Named-object pointing records

-.-.-

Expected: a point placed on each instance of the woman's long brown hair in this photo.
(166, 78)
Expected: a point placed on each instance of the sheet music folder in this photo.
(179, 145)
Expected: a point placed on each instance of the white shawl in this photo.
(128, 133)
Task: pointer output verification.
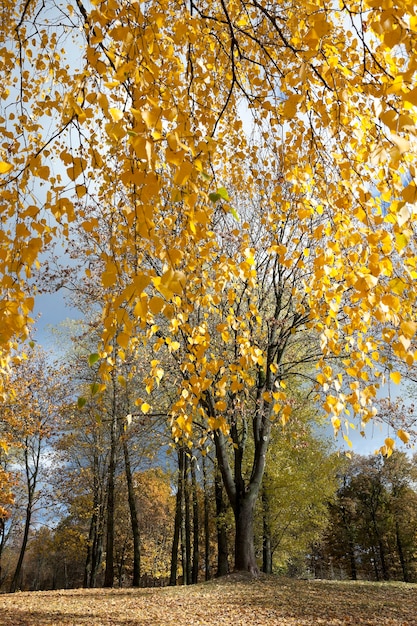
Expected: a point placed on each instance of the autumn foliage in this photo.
(167, 131)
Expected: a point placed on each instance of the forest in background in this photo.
(104, 497)
(226, 191)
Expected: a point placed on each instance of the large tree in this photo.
(150, 119)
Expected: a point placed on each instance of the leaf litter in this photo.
(236, 599)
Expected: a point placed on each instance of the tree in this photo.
(152, 126)
(31, 414)
(298, 485)
(373, 523)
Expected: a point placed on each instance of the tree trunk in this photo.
(196, 526)
(109, 571)
(178, 520)
(266, 542)
(207, 575)
(187, 522)
(133, 518)
(222, 545)
(401, 552)
(31, 482)
(16, 576)
(244, 542)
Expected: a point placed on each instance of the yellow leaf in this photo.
(403, 435)
(123, 340)
(390, 443)
(5, 167)
(409, 329)
(395, 377)
(116, 114)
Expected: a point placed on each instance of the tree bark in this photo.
(133, 518)
(222, 544)
(196, 525)
(187, 522)
(178, 520)
(31, 482)
(207, 569)
(266, 540)
(109, 571)
(245, 558)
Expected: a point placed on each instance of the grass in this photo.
(236, 599)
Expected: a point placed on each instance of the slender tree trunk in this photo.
(187, 521)
(178, 519)
(381, 548)
(16, 576)
(31, 482)
(196, 525)
(350, 543)
(266, 542)
(207, 570)
(133, 518)
(401, 552)
(95, 535)
(109, 571)
(222, 544)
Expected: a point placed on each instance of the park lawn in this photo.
(236, 599)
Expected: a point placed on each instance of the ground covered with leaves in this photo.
(236, 599)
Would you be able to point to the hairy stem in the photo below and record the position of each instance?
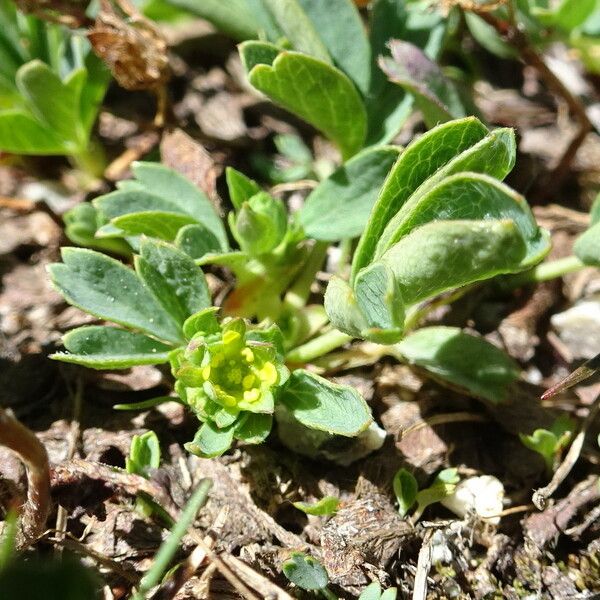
(318, 346)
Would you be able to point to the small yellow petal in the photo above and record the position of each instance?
(248, 354)
(251, 395)
(217, 360)
(230, 336)
(268, 373)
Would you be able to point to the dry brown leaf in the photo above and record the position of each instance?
(131, 46)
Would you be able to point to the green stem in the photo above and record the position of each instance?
(297, 296)
(318, 346)
(543, 272)
(171, 545)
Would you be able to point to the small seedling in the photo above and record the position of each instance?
(144, 455)
(550, 443)
(324, 507)
(407, 492)
(308, 574)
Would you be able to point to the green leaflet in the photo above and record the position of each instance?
(421, 159)
(109, 290)
(587, 246)
(468, 196)
(99, 347)
(463, 360)
(160, 202)
(173, 278)
(325, 406)
(339, 206)
(297, 27)
(343, 34)
(154, 223)
(443, 255)
(315, 91)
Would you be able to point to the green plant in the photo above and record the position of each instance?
(320, 64)
(277, 256)
(308, 574)
(51, 87)
(549, 443)
(374, 592)
(442, 221)
(407, 491)
(229, 373)
(327, 505)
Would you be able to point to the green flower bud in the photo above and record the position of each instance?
(228, 369)
(260, 224)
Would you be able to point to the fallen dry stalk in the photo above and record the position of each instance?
(23, 442)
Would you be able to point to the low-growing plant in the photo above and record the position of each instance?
(51, 87)
(229, 373)
(326, 506)
(549, 443)
(318, 62)
(308, 574)
(408, 494)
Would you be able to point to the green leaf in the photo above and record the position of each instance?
(341, 29)
(50, 578)
(253, 428)
(316, 92)
(174, 279)
(468, 196)
(297, 27)
(347, 195)
(233, 17)
(53, 102)
(421, 159)
(305, 572)
(463, 360)
(587, 246)
(99, 347)
(154, 223)
(320, 404)
(435, 95)
(82, 223)
(568, 15)
(20, 133)
(380, 303)
(167, 183)
(196, 241)
(443, 255)
(107, 289)
(144, 454)
(327, 505)
(210, 441)
(405, 489)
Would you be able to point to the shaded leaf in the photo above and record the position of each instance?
(347, 195)
(108, 289)
(463, 360)
(315, 91)
(99, 347)
(320, 404)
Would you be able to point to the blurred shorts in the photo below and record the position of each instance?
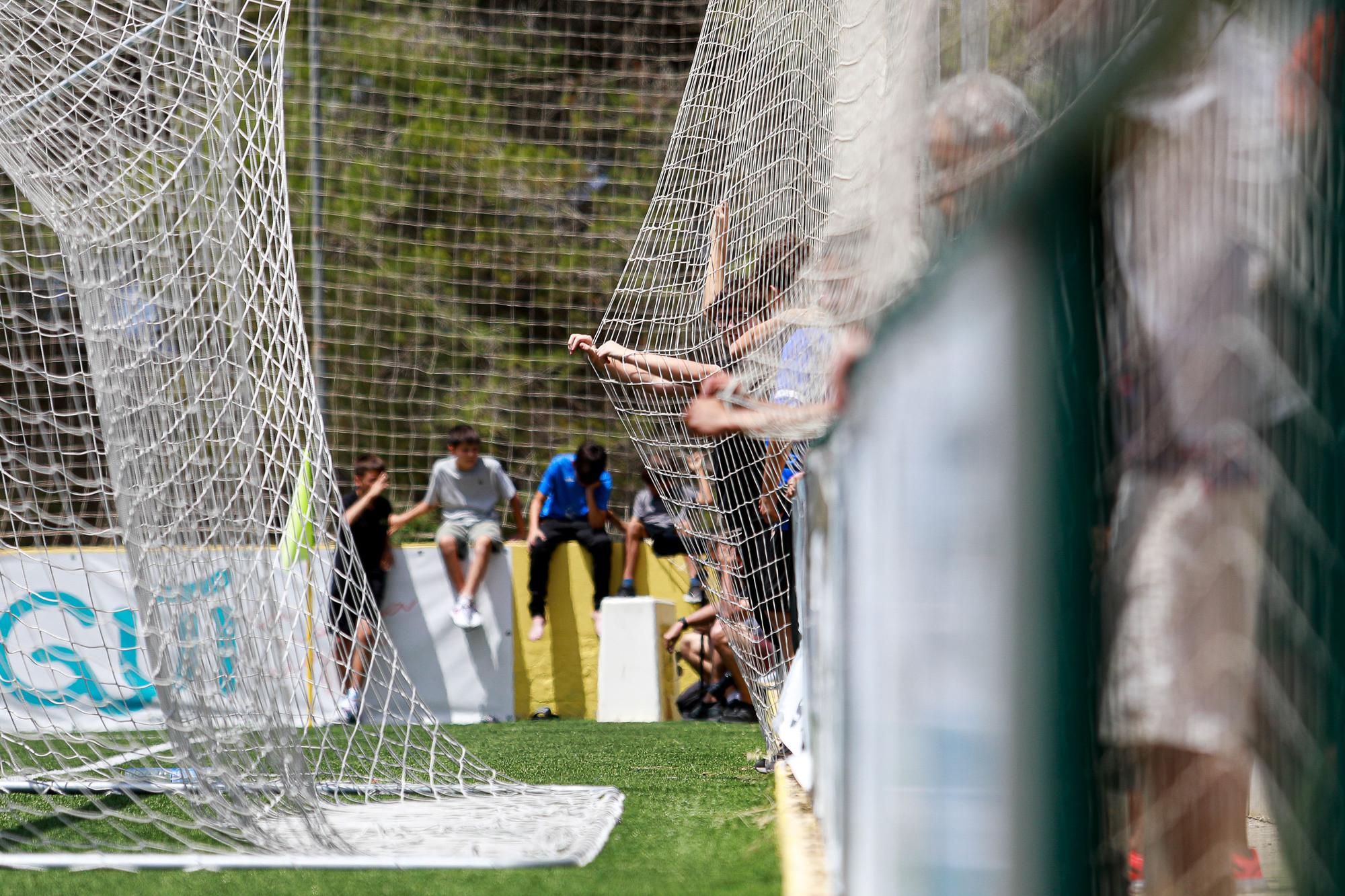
(1187, 573)
(668, 541)
(467, 536)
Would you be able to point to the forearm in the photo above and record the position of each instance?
(754, 337)
(419, 510)
(357, 509)
(716, 264)
(701, 616)
(679, 370)
(633, 374)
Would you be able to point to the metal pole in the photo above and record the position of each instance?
(315, 205)
(976, 36)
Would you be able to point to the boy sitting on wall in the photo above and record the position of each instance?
(467, 487)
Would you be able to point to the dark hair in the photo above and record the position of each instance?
(779, 263)
(590, 462)
(369, 463)
(463, 435)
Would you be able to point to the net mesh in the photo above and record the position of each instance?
(163, 404)
(1190, 158)
(467, 179)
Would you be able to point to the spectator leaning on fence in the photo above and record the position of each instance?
(353, 608)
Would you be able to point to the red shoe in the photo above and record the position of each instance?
(1247, 873)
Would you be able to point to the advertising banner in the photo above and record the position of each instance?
(73, 653)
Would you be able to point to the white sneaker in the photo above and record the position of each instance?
(346, 706)
(462, 612)
(357, 702)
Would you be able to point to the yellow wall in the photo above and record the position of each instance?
(562, 670)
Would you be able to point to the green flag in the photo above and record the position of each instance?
(299, 528)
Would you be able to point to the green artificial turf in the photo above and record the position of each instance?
(697, 819)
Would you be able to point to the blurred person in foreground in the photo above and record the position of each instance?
(1206, 208)
(978, 126)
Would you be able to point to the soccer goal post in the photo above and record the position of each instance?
(165, 409)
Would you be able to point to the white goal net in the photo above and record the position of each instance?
(787, 214)
(163, 409)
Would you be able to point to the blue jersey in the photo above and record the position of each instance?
(564, 493)
(802, 361)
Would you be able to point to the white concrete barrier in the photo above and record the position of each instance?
(634, 670)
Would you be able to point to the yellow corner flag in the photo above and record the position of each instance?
(299, 528)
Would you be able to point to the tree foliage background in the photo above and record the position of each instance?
(484, 170)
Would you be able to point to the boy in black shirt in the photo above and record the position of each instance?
(353, 614)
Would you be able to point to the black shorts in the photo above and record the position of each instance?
(350, 604)
(767, 573)
(668, 540)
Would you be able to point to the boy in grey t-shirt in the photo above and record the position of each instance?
(467, 489)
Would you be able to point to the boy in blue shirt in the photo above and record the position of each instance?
(570, 505)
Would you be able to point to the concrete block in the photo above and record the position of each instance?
(634, 670)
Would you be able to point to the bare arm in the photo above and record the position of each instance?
(517, 509)
(719, 253)
(626, 372)
(535, 520)
(633, 374)
(397, 521)
(354, 512)
(679, 370)
(598, 517)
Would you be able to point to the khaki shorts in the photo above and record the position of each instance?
(1188, 573)
(467, 536)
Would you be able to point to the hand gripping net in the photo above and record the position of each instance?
(163, 404)
(786, 216)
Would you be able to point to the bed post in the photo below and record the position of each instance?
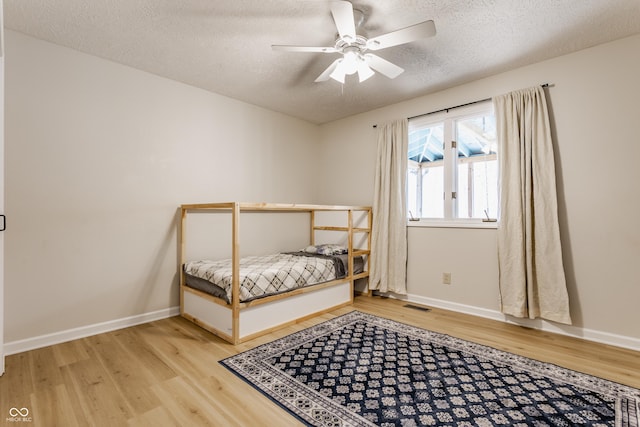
(350, 249)
(312, 237)
(181, 260)
(235, 255)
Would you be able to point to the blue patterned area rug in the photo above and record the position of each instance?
(363, 370)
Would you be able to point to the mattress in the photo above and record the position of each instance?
(262, 276)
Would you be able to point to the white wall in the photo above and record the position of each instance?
(98, 158)
(594, 103)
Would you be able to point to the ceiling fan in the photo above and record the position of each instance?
(354, 48)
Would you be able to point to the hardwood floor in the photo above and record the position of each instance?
(166, 373)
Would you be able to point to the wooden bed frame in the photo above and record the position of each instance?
(238, 322)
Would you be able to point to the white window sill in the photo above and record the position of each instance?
(452, 223)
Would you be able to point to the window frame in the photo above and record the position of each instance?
(449, 118)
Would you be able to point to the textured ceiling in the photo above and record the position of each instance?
(224, 46)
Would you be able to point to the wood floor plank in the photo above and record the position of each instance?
(53, 405)
(167, 372)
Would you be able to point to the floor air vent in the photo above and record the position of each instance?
(417, 307)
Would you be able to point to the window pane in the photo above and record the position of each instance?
(425, 179)
(477, 168)
(432, 191)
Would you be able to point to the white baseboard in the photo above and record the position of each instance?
(572, 331)
(27, 344)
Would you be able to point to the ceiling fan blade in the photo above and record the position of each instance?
(342, 12)
(288, 48)
(326, 74)
(405, 35)
(383, 66)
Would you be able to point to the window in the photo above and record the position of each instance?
(453, 165)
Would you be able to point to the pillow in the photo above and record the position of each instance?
(326, 249)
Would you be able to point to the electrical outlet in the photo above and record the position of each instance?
(446, 278)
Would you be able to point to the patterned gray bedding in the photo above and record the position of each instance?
(261, 276)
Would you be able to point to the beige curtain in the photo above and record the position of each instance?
(389, 234)
(532, 279)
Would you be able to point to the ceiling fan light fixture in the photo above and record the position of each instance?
(350, 62)
(364, 71)
(339, 73)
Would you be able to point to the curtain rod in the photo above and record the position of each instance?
(545, 85)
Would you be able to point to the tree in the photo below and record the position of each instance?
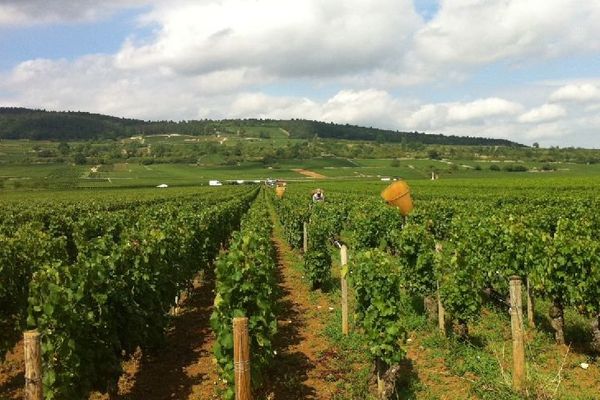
(79, 158)
(64, 148)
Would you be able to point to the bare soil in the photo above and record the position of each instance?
(306, 172)
(304, 366)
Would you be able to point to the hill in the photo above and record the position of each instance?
(23, 123)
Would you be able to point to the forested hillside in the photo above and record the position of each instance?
(23, 123)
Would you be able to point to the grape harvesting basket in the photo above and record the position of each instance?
(279, 191)
(398, 195)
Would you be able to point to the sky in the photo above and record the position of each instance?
(527, 71)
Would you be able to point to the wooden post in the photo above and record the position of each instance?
(344, 261)
(381, 368)
(33, 366)
(530, 307)
(516, 324)
(241, 359)
(305, 237)
(441, 312)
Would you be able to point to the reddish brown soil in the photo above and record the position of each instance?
(309, 173)
(304, 366)
(184, 368)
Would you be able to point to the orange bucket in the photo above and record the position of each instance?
(279, 191)
(398, 194)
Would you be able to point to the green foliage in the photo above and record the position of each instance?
(460, 285)
(245, 288)
(373, 224)
(21, 252)
(414, 247)
(112, 288)
(376, 283)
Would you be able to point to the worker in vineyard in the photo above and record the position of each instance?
(318, 195)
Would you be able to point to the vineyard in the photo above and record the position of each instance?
(428, 293)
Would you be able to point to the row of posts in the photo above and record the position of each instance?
(241, 343)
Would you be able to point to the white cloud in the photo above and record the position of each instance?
(545, 113)
(436, 116)
(576, 93)
(481, 109)
(470, 33)
(282, 38)
(15, 13)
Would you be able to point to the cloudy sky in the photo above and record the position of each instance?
(523, 70)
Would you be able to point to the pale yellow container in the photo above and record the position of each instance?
(398, 195)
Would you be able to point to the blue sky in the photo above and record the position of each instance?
(525, 71)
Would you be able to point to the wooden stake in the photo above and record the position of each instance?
(305, 237)
(441, 313)
(381, 368)
(516, 324)
(33, 366)
(344, 259)
(530, 307)
(241, 359)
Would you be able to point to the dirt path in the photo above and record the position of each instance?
(304, 366)
(306, 172)
(184, 368)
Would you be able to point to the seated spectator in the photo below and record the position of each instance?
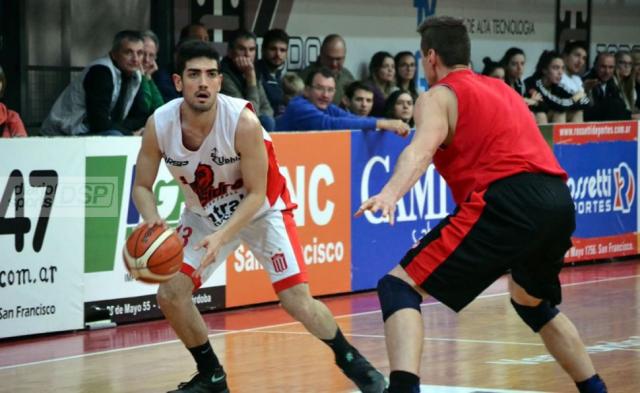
(513, 63)
(625, 80)
(240, 78)
(162, 78)
(606, 99)
(105, 99)
(399, 105)
(150, 92)
(558, 106)
(333, 52)
(492, 68)
(292, 86)
(406, 74)
(315, 110)
(10, 123)
(382, 74)
(358, 99)
(271, 67)
(574, 56)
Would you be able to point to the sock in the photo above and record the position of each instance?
(341, 347)
(595, 384)
(403, 382)
(205, 358)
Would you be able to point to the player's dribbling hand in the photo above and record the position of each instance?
(153, 221)
(380, 202)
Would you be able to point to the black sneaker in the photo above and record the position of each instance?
(200, 383)
(361, 372)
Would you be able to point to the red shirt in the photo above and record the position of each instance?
(496, 136)
(10, 123)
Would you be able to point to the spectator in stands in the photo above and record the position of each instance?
(606, 98)
(10, 123)
(558, 105)
(150, 92)
(333, 52)
(240, 77)
(315, 110)
(105, 99)
(358, 99)
(492, 68)
(513, 63)
(162, 78)
(636, 71)
(271, 67)
(382, 74)
(399, 105)
(292, 86)
(574, 56)
(406, 74)
(625, 79)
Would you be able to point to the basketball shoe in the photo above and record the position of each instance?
(200, 383)
(361, 372)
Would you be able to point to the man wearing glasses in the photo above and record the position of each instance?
(314, 110)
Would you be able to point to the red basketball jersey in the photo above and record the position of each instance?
(495, 137)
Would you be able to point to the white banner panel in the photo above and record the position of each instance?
(41, 227)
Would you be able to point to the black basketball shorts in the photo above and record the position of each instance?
(522, 224)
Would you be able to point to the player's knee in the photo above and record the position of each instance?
(395, 294)
(538, 316)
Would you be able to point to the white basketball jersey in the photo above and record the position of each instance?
(210, 177)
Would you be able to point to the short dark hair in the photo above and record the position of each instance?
(240, 34)
(129, 35)
(274, 35)
(324, 71)
(448, 37)
(185, 32)
(192, 49)
(573, 45)
(351, 89)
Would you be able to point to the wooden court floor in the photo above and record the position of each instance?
(483, 349)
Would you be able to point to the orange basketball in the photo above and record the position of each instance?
(153, 255)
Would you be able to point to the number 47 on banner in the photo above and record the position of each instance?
(20, 225)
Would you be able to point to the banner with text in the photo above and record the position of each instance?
(377, 247)
(41, 220)
(316, 167)
(602, 162)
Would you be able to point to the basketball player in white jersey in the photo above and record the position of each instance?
(224, 161)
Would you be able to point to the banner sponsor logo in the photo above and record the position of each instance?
(316, 169)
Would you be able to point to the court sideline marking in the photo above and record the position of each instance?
(258, 329)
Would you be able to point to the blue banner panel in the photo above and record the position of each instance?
(376, 246)
(602, 180)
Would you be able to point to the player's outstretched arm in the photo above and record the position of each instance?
(434, 114)
(147, 165)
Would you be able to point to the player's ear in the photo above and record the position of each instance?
(177, 82)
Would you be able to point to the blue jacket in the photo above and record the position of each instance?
(302, 115)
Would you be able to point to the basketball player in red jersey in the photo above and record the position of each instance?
(515, 213)
(224, 161)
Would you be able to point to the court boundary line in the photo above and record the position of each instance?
(258, 329)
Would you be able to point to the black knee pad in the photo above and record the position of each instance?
(395, 294)
(538, 316)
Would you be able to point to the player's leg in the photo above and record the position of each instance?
(559, 335)
(174, 298)
(400, 301)
(273, 240)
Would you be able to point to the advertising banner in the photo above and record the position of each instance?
(377, 247)
(111, 216)
(41, 222)
(316, 167)
(602, 162)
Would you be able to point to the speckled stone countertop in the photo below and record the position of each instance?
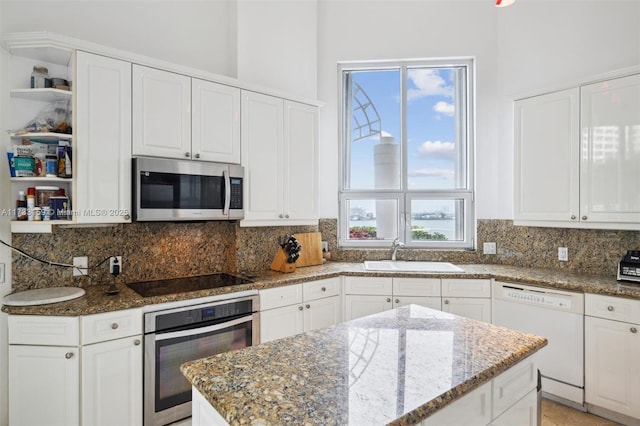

-.-.-

### Set problem
List every line of the records above that contains the string "small", matching case exactly.

### Solution to this exercise
Would you be able to point to the small yellow petal in the photo above and record the position of each instance?
Would you be able to point to the small seedling in the photo above and record the position of each instance?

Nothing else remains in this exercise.